Stored data section start

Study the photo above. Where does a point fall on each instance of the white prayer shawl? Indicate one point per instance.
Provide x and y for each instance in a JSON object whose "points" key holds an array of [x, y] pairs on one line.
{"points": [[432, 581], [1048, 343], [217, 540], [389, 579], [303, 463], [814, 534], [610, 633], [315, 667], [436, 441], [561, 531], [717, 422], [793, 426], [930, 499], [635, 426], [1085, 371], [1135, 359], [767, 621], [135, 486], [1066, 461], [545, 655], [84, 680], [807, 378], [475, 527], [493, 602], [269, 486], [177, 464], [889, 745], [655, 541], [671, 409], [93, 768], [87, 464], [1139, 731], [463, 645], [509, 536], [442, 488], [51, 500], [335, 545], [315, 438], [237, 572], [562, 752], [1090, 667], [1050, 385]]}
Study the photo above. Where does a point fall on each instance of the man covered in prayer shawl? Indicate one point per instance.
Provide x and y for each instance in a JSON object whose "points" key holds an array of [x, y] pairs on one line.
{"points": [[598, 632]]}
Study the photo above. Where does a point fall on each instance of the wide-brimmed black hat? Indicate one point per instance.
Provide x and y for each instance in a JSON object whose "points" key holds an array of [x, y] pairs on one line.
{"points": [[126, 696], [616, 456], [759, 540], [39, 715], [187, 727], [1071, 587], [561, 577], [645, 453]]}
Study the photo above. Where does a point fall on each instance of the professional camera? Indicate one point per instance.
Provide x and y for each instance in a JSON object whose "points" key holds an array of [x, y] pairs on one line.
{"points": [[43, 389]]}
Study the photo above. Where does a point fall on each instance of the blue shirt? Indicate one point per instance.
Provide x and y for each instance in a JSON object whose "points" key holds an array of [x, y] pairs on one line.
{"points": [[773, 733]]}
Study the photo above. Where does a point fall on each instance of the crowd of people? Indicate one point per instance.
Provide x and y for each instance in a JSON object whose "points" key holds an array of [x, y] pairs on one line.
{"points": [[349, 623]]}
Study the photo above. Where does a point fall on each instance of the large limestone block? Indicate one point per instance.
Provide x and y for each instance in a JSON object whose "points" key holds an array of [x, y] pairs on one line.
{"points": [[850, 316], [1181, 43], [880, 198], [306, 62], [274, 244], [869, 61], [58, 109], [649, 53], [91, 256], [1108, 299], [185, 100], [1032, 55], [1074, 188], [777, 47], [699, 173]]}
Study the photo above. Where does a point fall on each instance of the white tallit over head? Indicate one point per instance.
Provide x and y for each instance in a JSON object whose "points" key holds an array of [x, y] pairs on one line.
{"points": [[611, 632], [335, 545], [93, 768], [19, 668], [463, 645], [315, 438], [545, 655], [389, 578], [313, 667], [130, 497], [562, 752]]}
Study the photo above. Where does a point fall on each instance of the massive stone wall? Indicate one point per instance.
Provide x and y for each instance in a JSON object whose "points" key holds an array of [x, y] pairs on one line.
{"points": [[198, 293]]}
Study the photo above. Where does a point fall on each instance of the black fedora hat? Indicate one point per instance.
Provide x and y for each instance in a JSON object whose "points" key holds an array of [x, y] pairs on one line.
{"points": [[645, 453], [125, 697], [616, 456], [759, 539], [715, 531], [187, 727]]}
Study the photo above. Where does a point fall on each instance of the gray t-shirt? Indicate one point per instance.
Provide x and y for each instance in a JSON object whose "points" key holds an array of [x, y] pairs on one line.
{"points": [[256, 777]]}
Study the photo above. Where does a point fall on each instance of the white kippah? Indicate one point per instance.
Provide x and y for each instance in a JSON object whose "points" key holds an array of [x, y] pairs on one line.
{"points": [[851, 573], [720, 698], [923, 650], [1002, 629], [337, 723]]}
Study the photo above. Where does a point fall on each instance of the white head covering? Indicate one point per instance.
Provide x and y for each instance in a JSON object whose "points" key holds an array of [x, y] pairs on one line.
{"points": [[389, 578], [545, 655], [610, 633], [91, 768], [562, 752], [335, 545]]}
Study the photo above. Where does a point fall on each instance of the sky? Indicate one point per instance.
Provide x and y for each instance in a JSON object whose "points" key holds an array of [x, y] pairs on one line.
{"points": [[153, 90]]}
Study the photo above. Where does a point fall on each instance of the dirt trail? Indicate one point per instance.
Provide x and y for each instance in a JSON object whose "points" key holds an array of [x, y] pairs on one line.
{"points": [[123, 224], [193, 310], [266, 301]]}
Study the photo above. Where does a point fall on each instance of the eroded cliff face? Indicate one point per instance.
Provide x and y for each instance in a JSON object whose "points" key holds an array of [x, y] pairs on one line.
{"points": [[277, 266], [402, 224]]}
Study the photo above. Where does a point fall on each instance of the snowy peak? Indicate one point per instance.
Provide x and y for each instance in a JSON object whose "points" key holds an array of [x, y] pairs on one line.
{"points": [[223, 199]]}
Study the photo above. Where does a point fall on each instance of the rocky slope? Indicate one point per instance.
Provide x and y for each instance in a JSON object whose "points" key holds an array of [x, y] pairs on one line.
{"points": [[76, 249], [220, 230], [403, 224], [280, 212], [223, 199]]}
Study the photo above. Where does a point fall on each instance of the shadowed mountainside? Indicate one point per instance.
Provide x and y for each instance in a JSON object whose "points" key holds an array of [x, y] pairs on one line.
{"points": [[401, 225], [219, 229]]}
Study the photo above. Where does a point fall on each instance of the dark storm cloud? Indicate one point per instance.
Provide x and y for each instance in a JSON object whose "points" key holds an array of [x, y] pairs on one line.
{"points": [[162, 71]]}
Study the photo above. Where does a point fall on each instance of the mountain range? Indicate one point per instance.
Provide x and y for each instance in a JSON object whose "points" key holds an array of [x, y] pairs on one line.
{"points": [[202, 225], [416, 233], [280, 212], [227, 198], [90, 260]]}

Stored data section end

Return all of the entries exactly as written.

Study the photo above. Where does a point fall on each instance of the white prayer shawl? Indicate one point per instance.
Provide x and y for each instance in a JSON object whose "points" key holds an array of [x, y] pairs on one line.
{"points": [[432, 581], [1048, 343], [217, 540], [389, 579], [303, 463], [814, 534], [610, 633], [315, 667], [436, 441], [561, 531], [717, 422], [793, 426], [930, 499], [635, 426], [1085, 371], [1135, 359], [767, 621], [135, 486], [1066, 461], [545, 655], [84, 680], [807, 378], [475, 527], [493, 602], [269, 486], [177, 464], [889, 745], [655, 541], [671, 409], [93, 768], [87, 464], [1139, 731], [463, 645], [509, 536], [442, 488], [51, 500], [335, 545], [315, 438], [237, 572], [562, 752], [1090, 667], [1050, 385]]}
Study the photo above. Where does a point fall on each instance of the man covered in prayer shawl? Indicate one point per instance.
Provide x and y for each instance in a JSON object whose "points" key holds an array of [x, y] pairs on one line.
{"points": [[598, 632]]}
Study the photo above. Where does a point fall on each instance of the wide-brimmed black hat? Indicate one point per instance.
Provide x and y for each instance in a JSON object whose "points" key holds an array of [x, y] pairs on one line.
{"points": [[126, 696], [616, 456], [759, 540], [39, 715], [187, 727], [1071, 587], [561, 577], [645, 453]]}
Study the photo above. Where does a point fall on each instance of the professional camera? Indicate one point per instance.
Provide x and y for each instance in a JSON object whose "points" key holds an array of [x, y] pairs on one line.
{"points": [[43, 389]]}
Study the photo above. Where does a point fall on each instance of the blue shirt? Indicate one point per instance.
Provide x and y for each instance in a JSON object whose "points" key holds an array of [x, y] pairs on one line.
{"points": [[773, 733]]}
Study the photo above. Where does a point fall on each instance of the crowd of people? Indicate one point per instance.
Provide x and y for each instance in a JSON object whose "points" key holds an array of [x, y] pairs on one line.
{"points": [[349, 623]]}
Study the photo above. Where does a point fall on each instance of the large limestone block? Indicate one point per instance.
Provide x and y for each instance in a JSON object whose "points" key holds an array of [x, y] pairs on one line.
{"points": [[850, 316], [1181, 43], [880, 198], [306, 62], [274, 244], [869, 61], [58, 109], [649, 53], [91, 256], [1108, 299], [185, 100], [1032, 55], [1074, 188], [777, 47], [699, 173]]}
Study the photo above. Where does a point fall on each instance of the white tallit over head? Indicate one point per instance.
Provide x and y for each instance in a JSON object whose "points" key holds an array of [x, y] pairs on one line.
{"points": [[611, 632], [335, 545], [93, 768], [19, 668], [463, 645], [315, 438], [545, 655], [389, 578], [313, 667], [130, 497], [562, 752]]}
Study the photo above. Where does a point fall on each instance of the massive stone wall? Indicate one point per instance.
Provide x and y for each instance in a JSON object whose "points" key holds an array of [x, y] pairs on one line.
{"points": [[198, 293]]}
Study the photo above. Where does a point fall on each instance of the black fedora hat? Indicate one point per instance.
Provide x and y for each instance in a JSON object whose "points" key holds an array of [x, y] pairs on one line.
{"points": [[645, 453], [125, 697], [616, 456], [759, 539], [715, 531], [187, 727]]}
Study the photo above. Where does a point fall on each instance of the gray t-shirt? Indicate one point per instance.
Provide x and y for each instance in a JSON object whose "points" key holds an array of [x, y] pairs on one line.
{"points": [[256, 777]]}
Study the photo above. Where does a point fall on each instance of the white kippah? Indicate one point per instance.
Provide x and y for each instance in a JSON object whose "points" key holds an array of [x, y] pairs on one line.
{"points": [[851, 573], [720, 698], [923, 650], [1002, 629], [337, 723]]}
Study the photo above. Where does a point fall on each instance of the white head covering? Indicate one point per instance.
Provide x and y for each instance in a JSON object whose "points" key holds an array of [x, y] pairs on one line.
{"points": [[389, 578], [545, 655], [610, 633], [91, 768], [562, 752], [335, 545]]}
Study the photo above. Where does a point fall on each instance of the sky? Indicate one point per instance.
Provide x and y for each instance in a JSON object whose "points" key holds an array of [x, y] pairs on one line.
{"points": [[153, 90]]}
Study the photo above. Where does a point fall on each instance of the dirt trail? Indicate one point per instance.
Provide x and y for each instance in a JSON object whose "points" key holds an array of [x, y] pairs on one line.
{"points": [[123, 224], [193, 310], [266, 301]]}
Study the photo above. Where does a point fall on each instance of the eroded cliff face? Indicate one point per instance.
Provide x and y for each instance in a JSON object whose "points" key holds an array of [x, y] pairs on one line.
{"points": [[277, 266], [402, 224]]}
Study the photo above. Where does a point fall on each instance of the snowy peak? Indicate one point per instance.
Provide x and y for each instance in a JSON object whose "points" key holds an array of [x, y] pairs on one line.
{"points": [[223, 199]]}
Study the photo above. Where does a point fall on each instance of the rocky slope? Indicate one point per instance.
Provide x and y for each instance in a JSON object whose "points" key holds an array of [x, y] pairs on one line.
{"points": [[76, 249], [220, 230], [403, 224], [280, 212], [223, 199]]}
Study the photo above. Where does a point fall on each instance of the shadowed mountainside? Indicate one point per instance.
Provide x and y for each instance in a JSON object whose "points" key holds an array of [x, y] pairs on one line.
{"points": [[401, 225], [219, 229]]}
Study the photo above. Where does a point fall on each instance of the dark storm cloud? Indicate one point per instance.
Provide x and y for each instance in a JSON object whose "points" key holds an array of [x, y] pairs on one line.
{"points": [[162, 71]]}
Study the photo above. Where does a point fall on each instance of the mountain range? Indicate one point per instance.
Provide x and y for each instance in a JSON object whose "points" key holds an array of [x, y] pairs on one line.
{"points": [[202, 225], [416, 233], [280, 212], [227, 198], [90, 260]]}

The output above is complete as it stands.